*What you have to do:*
From the line with "Could you kindly annotate the exit" to the final line of the records, reproduce every line exactly and only those lines.
-- begin Given information --
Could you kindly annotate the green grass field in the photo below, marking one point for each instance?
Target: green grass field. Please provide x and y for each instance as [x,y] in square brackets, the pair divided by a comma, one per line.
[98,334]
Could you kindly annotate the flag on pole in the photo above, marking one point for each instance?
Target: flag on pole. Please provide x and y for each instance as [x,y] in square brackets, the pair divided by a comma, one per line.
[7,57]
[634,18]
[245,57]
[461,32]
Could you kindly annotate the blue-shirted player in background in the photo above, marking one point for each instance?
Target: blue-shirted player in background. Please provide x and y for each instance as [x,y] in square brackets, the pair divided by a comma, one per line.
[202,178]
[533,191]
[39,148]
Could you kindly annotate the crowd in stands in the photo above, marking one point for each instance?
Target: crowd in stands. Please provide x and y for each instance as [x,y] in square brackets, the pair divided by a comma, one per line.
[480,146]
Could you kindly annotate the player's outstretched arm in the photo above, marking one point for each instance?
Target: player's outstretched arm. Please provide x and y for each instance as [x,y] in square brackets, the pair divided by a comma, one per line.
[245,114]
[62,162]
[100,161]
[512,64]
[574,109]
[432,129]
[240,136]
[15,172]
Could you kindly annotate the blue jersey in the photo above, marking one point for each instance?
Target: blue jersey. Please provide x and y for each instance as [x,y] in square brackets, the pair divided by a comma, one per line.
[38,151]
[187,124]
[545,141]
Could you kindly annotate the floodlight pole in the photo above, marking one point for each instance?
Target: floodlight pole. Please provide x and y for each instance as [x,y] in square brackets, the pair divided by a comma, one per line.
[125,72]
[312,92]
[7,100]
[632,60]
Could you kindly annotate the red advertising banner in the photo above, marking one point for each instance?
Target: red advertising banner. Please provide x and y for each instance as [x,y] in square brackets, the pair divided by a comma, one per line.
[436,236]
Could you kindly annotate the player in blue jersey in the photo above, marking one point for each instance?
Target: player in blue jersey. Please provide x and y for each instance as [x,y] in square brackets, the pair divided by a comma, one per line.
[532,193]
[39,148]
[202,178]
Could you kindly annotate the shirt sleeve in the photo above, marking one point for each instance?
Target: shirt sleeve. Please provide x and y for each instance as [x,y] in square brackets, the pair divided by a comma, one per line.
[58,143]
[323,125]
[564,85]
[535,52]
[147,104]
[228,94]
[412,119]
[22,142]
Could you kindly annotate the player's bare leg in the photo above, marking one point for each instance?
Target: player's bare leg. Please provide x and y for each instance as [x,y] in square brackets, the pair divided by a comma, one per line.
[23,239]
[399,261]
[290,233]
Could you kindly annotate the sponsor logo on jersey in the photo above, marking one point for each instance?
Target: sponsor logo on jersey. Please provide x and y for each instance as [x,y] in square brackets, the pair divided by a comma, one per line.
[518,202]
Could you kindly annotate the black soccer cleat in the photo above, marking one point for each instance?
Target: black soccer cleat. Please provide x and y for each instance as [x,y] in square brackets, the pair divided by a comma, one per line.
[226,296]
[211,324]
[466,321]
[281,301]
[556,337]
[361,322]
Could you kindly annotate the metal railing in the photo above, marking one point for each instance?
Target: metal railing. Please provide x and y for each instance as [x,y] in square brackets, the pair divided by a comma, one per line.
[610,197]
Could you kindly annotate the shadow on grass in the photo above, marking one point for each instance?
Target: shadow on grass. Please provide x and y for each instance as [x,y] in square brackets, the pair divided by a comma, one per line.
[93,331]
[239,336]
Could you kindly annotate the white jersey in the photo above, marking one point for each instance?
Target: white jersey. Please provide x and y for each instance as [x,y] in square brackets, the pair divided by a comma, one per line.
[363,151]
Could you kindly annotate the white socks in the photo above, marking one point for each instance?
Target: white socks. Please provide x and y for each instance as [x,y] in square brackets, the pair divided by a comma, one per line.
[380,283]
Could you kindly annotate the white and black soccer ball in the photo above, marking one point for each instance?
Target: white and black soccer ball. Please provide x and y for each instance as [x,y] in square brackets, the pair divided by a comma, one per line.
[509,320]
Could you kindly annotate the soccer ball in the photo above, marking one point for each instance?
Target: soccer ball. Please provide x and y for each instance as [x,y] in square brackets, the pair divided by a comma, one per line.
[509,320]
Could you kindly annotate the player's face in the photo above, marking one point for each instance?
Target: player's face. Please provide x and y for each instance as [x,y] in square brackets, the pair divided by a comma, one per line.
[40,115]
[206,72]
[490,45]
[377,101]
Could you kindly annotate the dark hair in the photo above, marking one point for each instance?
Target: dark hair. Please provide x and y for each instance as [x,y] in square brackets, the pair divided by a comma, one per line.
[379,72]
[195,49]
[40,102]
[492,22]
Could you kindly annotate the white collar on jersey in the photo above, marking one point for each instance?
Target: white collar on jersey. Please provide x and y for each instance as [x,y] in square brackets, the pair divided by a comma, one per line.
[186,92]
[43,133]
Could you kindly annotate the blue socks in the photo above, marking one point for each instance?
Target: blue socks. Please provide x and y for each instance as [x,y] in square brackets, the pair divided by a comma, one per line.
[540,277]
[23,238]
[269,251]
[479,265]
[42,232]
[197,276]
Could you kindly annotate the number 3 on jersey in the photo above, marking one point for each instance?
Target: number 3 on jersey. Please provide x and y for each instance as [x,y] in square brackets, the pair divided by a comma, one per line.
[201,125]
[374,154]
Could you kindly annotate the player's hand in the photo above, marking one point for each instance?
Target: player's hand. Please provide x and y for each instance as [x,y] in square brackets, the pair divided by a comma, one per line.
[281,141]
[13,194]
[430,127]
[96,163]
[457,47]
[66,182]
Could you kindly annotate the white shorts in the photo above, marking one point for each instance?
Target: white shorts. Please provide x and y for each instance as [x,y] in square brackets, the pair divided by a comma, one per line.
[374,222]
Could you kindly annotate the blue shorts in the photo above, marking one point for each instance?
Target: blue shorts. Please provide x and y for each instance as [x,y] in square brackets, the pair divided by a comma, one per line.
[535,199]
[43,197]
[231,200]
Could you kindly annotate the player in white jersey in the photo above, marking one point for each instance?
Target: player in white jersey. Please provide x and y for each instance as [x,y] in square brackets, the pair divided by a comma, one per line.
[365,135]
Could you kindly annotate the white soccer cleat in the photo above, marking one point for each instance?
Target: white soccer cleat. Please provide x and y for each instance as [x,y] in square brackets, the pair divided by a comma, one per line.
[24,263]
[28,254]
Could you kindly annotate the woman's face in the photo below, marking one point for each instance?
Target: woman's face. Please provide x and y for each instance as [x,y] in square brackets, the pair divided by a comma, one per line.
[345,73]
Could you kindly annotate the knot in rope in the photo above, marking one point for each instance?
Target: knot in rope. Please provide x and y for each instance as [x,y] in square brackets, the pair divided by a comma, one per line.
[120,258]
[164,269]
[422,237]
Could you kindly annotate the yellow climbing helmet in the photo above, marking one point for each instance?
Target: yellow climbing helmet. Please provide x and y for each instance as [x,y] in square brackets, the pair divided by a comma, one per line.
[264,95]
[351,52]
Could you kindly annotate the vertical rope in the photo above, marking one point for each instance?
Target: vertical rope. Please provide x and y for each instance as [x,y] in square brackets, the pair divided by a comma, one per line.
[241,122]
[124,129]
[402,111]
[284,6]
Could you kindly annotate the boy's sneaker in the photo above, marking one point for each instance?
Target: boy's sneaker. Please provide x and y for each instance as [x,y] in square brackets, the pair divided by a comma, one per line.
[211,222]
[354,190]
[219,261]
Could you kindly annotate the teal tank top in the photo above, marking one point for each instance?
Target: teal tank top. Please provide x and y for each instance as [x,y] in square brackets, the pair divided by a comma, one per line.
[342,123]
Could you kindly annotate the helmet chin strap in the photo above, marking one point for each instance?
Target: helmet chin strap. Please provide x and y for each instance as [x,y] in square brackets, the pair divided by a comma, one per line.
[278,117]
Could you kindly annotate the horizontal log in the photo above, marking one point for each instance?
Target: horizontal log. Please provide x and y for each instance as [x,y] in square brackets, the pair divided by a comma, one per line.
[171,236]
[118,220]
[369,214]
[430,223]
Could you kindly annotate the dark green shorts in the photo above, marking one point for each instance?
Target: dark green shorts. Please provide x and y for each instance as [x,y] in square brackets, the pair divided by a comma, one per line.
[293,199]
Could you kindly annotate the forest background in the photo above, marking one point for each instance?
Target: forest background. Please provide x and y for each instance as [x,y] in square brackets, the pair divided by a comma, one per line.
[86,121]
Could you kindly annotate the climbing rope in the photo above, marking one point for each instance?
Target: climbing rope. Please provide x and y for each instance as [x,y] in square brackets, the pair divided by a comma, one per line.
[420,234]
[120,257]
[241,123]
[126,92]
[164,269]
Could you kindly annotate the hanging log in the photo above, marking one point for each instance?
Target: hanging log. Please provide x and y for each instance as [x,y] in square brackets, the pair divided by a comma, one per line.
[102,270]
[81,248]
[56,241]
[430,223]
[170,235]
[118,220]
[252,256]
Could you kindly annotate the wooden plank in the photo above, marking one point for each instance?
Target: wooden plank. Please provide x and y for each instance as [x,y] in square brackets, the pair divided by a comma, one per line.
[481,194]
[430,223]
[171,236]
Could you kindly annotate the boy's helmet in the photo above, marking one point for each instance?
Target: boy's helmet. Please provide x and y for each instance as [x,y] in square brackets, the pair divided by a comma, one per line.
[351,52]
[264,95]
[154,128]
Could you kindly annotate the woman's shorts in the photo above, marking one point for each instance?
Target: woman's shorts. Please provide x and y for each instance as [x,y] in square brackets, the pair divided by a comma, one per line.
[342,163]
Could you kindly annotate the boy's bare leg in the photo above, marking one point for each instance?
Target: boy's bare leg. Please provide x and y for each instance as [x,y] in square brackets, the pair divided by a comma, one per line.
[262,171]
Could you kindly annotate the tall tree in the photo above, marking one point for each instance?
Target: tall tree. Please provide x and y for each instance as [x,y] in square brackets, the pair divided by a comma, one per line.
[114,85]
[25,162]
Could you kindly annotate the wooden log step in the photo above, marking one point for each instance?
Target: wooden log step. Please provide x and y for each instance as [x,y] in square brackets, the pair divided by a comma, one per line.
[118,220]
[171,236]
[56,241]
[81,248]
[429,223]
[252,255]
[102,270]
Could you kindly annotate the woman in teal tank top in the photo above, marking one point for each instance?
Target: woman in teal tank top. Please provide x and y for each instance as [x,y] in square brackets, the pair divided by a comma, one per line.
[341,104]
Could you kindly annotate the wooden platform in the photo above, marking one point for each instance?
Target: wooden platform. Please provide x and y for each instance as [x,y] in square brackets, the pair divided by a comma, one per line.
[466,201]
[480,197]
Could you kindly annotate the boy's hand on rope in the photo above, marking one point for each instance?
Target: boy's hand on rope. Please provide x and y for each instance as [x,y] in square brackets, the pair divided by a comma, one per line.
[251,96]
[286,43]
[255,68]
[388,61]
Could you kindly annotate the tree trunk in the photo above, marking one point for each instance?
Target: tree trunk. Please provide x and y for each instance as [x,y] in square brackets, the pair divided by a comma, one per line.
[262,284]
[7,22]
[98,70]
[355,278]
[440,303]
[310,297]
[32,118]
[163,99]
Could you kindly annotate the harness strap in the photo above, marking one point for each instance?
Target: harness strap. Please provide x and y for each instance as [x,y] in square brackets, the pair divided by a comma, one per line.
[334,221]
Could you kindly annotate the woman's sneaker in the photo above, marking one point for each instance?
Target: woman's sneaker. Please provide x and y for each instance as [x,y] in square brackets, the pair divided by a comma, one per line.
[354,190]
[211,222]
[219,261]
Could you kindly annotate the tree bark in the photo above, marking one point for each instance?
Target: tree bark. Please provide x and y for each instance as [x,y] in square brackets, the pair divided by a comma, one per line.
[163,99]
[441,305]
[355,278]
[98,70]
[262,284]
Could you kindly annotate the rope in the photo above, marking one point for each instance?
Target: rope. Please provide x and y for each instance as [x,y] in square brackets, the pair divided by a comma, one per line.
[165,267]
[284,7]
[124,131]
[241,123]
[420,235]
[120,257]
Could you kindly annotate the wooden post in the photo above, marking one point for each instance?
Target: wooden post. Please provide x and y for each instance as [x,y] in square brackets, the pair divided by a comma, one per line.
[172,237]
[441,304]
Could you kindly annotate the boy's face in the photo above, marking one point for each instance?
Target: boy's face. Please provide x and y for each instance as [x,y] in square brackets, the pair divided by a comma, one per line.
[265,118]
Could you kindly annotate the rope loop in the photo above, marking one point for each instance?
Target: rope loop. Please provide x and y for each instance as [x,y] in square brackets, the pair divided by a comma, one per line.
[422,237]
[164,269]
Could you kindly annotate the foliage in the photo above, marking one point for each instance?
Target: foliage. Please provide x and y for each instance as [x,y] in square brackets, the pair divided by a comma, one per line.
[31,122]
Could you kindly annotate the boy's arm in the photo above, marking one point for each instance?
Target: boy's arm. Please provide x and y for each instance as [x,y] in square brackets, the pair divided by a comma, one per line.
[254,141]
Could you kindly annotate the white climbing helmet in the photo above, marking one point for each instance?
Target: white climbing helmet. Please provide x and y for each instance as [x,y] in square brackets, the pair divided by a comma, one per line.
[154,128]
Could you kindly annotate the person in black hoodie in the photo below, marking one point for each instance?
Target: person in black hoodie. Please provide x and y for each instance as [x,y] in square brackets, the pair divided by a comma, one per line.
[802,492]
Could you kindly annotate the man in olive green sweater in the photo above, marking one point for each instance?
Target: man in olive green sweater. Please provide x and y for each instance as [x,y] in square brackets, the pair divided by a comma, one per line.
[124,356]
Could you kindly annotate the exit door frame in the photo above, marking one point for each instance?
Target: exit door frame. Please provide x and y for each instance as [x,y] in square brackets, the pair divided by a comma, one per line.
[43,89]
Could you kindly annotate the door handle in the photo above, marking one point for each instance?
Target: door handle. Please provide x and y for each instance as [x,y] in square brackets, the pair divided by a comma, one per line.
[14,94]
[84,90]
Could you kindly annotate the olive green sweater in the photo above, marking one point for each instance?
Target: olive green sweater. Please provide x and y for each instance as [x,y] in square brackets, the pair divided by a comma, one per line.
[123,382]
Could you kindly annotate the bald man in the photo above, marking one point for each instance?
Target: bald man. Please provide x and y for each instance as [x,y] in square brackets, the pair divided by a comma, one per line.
-- end Given information --
*Complete response:*
Could you kindly annotate the exit door frame in the photo above, marking one point for each instance?
Target: exit door frame. Please provide x and y for each instance as [x,y] in square brackets, the pair divided by a comma, one per line.
[43,89]
Could you kindly annotate the door handle in the photo above, marking one point for each instance?
Target: door handle. Please provide x and y for each instance as [x,y] in square brackets, the pair divided by a comma, one per line.
[14,94]
[84,90]
Could you kindly annotate the olive green sweater in the photo above, marking one point for each instance?
Target: olive green sweater. Please provide x and y for each instance as [x,y] in square brackets, the pair divided by a comma, one per line.
[123,382]
Could you kindly annotate the bald man in the photo above, marking one point for each instance?
Target: bald man. Please provide x and y for each instance as [x,y] in square brackets, the pair divided by a comma, one per line.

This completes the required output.